Referring expression data
*** Block opens ***
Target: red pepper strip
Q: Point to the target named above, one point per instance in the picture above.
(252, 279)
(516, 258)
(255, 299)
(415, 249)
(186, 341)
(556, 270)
*** Block closes ***
What the task requires: Make sure that every entry above is copied out exactly as it stands.

Task output:
Target: red pepper strip
Q: Point to the target named above, one point per instance in the picture above.
(252, 279)
(516, 258)
(255, 299)
(415, 249)
(186, 341)
(556, 270)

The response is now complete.